> PROBLEM REQUIREMENTS:
According to the study work-package plan, what daily oral dose of dapagliflozin does the group in the exploratory phase receive?

(TEXT SECTION)

WP1. Screening (Pre-study phase, 4 Months).

Objective: WP1 includes a prospective analysis of all patients of the Division of Cardiology of the General Hospital of Vienna with a diagnosed cardiomyopathy, diabetes mellitus II and no established SGLT-2 inhibitor therapy. Furthermore, also patients of the Department of Urology of the General Hospital of Vienna with at least one event of urolithiasis and a high risk of reoccurrence will be screened in preparation for the main trial. Baseline data as mentioned earlier of all study participants of the exploratory phase are collected Methods: 22 potential study participants fulfilling defined exclusion and inclusion criteria and willing to participate in the exploratory phase will be recruited. Pre-screening of potential participants of the main trial.

WP2. Exploratory phase (week 1–6).

Objective Data targeting the pathophysiology of urolithiasis and metabolomic data as mentioned earlier of a group of 22 participants will be collected. Methods: the group will receive an oral dose of 10mg of dapagliflozin daily; and blood- and 24h-urine screenings in weeks 4 and 6.

WP3: Recalculation and randomization.

Objective After analysing the effect size of dapagliflozin on the oxalate excretion from the date of the exploratory phase the needed number of participants for the main trial will be calculated. The WP1 already screened patients that are willing to participate will be randomized. Methods: effect and group size calculation as well as randomization of the patients of the main trial

WP4. Wash-out phase I (week 7–12).

Objective Baseline data as mentioned earlier of all study participants are collected. Methods: Blood- and 24h-urine screenings in week 6 (respectively week 12 overall) to obtain baseline data of all subjects; daily oral placebo administration in preparation for treatment phase I.

WP5. Treatment phase I (week 13–20).

Objective dapagliflozin therapy or placebo administration. Methods: all patients will receive an oral dose of 10mg of dapagliflozin or oral placebo daily according to their randomization; blood- and 24h-urine screenings in week 4 (respectively week 16 overall).

WP6. Wash-out phase II (weeks 21–26).

Objective Wash out of the pharmacologic agent used in treatment phase I and estimate treatment response. Methods: The same blood and 24h-urine screenings as before will be performed in wash-out phase II in weeks 1 and 6 (respectively weeks 21 and 26 overall). Daily placebo administration in preparation for treatment phase II.

WP7. Treatment phase II (week 27–34).

Objective dapagliflozin therapy or placebo administration. Methods: all patients will receive an oral dose of 10mg of dapagliflozin or oral placebo daily according to their randomization; blood- and 24h-urine screenings in week 4 (respectively week 30 overall).

(End TEXT SECTION)
(GIVEN DATA)

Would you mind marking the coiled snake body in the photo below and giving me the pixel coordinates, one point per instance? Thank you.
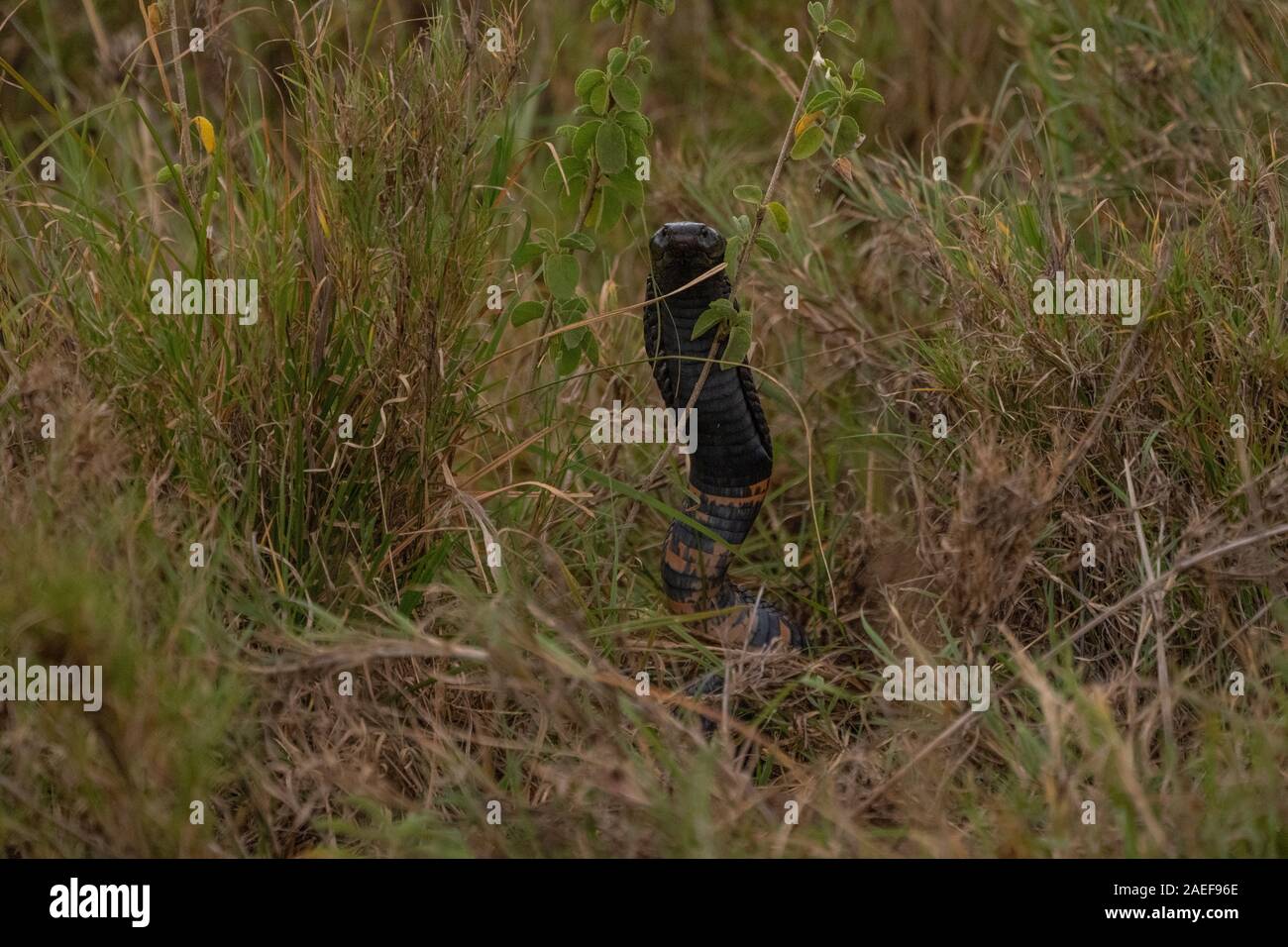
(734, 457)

(End GIVEN DATA)
(GIVEN DATA)

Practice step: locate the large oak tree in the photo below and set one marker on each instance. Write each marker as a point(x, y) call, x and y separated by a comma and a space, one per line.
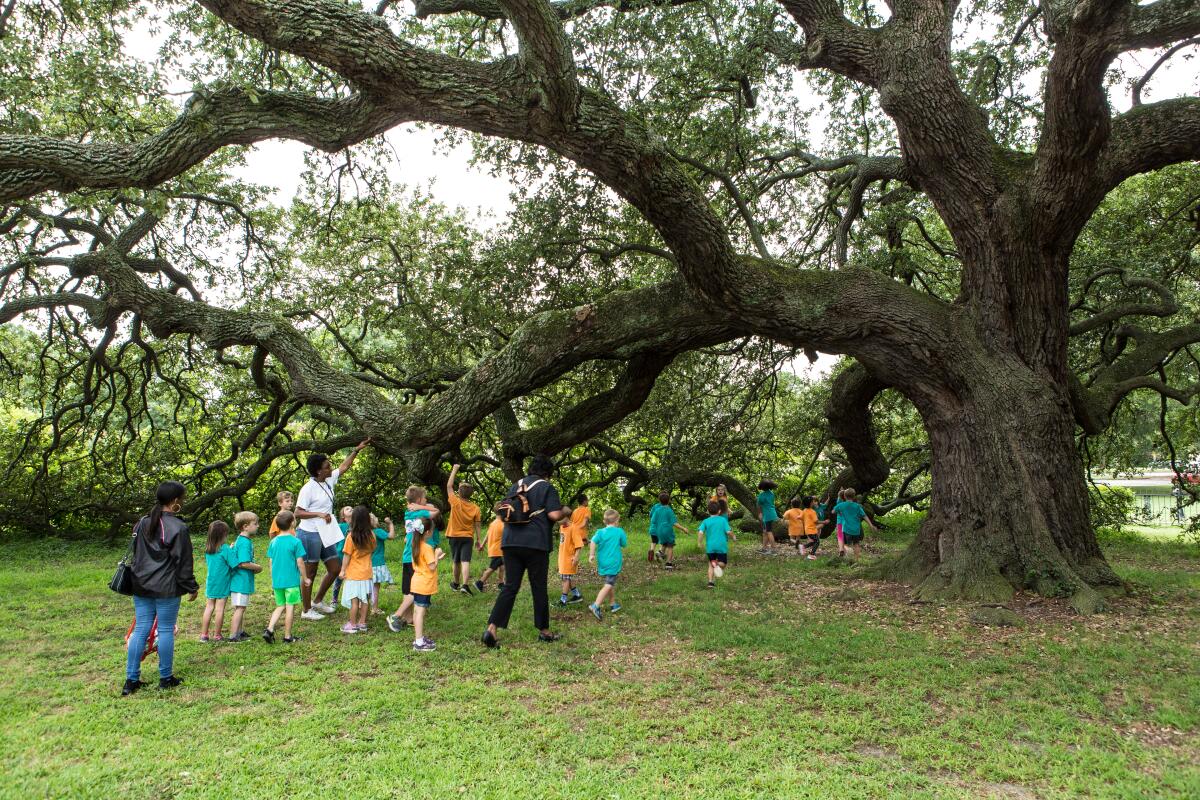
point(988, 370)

(End GIVEN DATA)

> OUTPUT BELOW:
10 mg of dapagliflozin, taken orally once daily.